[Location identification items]
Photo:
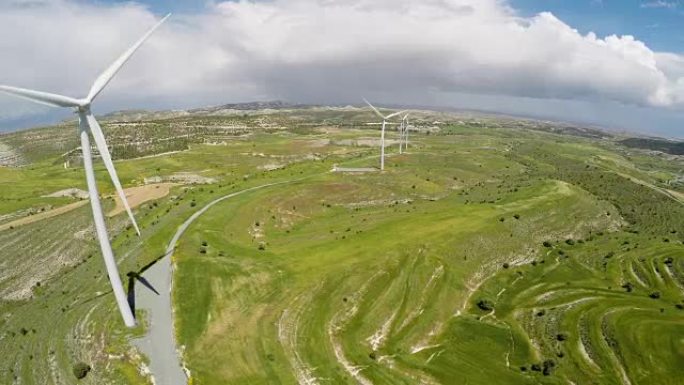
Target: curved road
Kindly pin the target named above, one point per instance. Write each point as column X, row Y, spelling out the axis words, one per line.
column 159, row 343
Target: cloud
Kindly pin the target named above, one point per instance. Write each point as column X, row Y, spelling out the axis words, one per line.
column 328, row 51
column 660, row 4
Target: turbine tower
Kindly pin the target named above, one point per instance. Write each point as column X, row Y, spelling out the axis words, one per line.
column 403, row 134
column 405, row 124
column 384, row 123
column 87, row 123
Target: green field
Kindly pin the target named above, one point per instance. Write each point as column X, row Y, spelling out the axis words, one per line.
column 492, row 252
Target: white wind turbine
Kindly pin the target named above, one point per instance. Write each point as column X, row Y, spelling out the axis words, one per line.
column 405, row 124
column 403, row 134
column 384, row 123
column 87, row 123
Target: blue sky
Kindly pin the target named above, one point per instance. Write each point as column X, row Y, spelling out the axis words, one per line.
column 472, row 54
column 660, row 24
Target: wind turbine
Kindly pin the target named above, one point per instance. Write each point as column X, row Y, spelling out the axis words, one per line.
column 384, row 123
column 406, row 130
column 403, row 134
column 87, row 123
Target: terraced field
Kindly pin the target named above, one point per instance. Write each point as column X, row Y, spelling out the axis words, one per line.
column 488, row 253
column 437, row 272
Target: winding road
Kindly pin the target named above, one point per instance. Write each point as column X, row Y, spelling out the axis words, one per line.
column 159, row 343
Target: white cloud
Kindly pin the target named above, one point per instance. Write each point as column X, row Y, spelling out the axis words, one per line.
column 660, row 4
column 327, row 51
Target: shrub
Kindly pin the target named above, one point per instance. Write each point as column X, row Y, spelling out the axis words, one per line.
column 549, row 365
column 81, row 370
column 485, row 305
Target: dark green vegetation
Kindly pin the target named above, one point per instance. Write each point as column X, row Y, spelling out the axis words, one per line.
column 494, row 252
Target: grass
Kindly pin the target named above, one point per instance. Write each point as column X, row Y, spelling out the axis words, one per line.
column 369, row 278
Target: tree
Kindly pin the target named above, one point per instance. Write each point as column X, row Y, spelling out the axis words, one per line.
column 485, row 305
column 81, row 370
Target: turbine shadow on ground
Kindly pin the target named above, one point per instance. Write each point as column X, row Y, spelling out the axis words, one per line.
column 132, row 278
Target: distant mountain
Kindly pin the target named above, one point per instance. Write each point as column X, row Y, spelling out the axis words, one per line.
column 667, row 146
column 249, row 106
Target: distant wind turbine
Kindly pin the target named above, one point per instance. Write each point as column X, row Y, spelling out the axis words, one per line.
column 406, row 131
column 384, row 123
column 403, row 134
column 87, row 123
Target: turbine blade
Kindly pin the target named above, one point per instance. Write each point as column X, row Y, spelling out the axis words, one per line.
column 390, row 116
column 45, row 98
column 101, row 144
column 104, row 79
column 374, row 109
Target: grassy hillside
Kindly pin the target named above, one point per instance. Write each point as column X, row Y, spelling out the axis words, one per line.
column 492, row 250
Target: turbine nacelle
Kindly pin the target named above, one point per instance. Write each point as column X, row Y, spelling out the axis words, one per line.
column 88, row 124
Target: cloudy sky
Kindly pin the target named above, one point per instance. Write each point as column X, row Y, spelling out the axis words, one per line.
column 617, row 63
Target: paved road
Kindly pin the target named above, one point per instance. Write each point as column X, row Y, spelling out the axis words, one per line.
column 159, row 344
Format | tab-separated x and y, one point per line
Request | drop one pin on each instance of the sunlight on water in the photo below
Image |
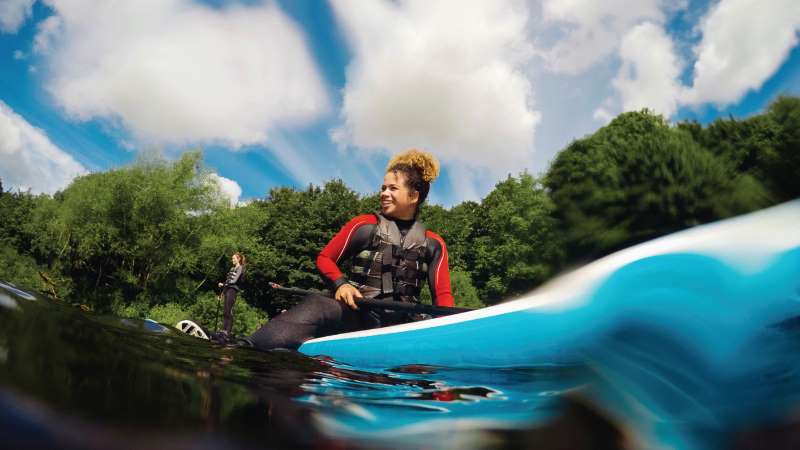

* Instructions to follow *
Pick out every line of the records that contains the string "field", treating uppercase and lowercase as different.

* Problem solution *
Target: green field
Target: terraced field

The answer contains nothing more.